_TASK STATEMENT_
Please count the lines in the entries below that contain the word "stone", and reply with only that number.

Some entries
=-=-=-=-=

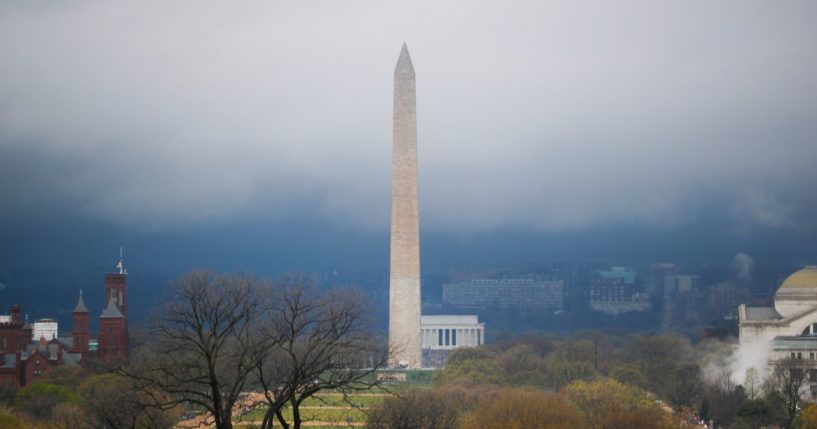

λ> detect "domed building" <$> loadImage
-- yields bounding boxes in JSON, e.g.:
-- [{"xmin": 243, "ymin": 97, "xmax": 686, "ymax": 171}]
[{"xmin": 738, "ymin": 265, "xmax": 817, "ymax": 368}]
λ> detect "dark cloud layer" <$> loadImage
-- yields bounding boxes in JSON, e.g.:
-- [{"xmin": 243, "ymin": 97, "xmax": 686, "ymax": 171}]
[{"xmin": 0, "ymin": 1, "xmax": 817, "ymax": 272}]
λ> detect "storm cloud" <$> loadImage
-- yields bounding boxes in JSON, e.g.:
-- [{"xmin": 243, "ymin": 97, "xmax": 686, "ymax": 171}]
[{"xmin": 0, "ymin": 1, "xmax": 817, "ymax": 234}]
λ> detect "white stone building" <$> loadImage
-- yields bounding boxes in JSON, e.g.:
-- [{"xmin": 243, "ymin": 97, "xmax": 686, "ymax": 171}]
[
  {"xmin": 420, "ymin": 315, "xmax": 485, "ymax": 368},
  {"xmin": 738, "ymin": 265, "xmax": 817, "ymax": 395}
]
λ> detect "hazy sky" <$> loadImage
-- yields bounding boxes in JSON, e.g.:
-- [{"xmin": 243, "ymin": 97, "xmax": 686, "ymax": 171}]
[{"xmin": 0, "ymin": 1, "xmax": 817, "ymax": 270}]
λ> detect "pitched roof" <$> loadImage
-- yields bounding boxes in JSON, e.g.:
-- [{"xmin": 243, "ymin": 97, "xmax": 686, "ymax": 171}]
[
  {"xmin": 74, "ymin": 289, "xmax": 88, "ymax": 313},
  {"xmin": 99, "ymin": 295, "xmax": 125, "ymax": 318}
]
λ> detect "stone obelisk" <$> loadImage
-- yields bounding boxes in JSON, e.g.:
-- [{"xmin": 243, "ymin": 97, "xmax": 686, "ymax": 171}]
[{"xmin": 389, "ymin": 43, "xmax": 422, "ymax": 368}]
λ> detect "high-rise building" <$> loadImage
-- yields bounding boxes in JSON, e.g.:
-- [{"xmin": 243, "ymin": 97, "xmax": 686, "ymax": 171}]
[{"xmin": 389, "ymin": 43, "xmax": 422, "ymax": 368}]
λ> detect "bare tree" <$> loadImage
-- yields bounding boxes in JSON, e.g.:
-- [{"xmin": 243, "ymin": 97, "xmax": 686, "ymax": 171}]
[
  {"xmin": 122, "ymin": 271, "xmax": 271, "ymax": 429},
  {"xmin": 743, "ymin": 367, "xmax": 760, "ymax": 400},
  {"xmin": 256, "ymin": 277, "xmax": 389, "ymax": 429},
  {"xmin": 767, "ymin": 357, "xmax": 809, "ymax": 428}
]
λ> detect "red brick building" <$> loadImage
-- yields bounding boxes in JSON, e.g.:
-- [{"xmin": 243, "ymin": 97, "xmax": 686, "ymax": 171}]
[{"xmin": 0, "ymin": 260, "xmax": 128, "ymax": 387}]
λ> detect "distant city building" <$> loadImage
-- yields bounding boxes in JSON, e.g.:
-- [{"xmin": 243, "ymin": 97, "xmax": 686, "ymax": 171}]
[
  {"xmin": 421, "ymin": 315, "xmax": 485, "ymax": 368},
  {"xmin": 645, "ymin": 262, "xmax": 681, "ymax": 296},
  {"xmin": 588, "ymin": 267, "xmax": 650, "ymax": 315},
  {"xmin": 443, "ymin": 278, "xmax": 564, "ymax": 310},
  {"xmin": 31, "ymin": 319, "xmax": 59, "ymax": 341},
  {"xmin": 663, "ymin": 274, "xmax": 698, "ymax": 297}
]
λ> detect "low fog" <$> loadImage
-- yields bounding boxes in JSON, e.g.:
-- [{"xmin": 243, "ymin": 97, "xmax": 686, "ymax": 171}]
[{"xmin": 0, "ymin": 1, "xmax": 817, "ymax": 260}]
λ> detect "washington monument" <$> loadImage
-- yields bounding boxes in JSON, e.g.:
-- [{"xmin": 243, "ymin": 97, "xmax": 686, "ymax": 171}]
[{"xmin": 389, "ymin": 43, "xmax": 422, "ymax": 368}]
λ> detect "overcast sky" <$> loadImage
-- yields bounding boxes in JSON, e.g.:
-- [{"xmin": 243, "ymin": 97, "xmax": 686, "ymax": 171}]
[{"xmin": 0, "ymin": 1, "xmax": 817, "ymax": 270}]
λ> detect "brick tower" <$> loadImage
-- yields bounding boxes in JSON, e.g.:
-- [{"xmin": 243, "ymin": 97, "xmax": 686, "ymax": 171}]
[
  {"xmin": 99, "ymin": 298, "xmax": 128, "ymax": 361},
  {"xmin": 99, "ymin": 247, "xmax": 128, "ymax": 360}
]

=-=-=-=-=

_FINAL RESULT_
2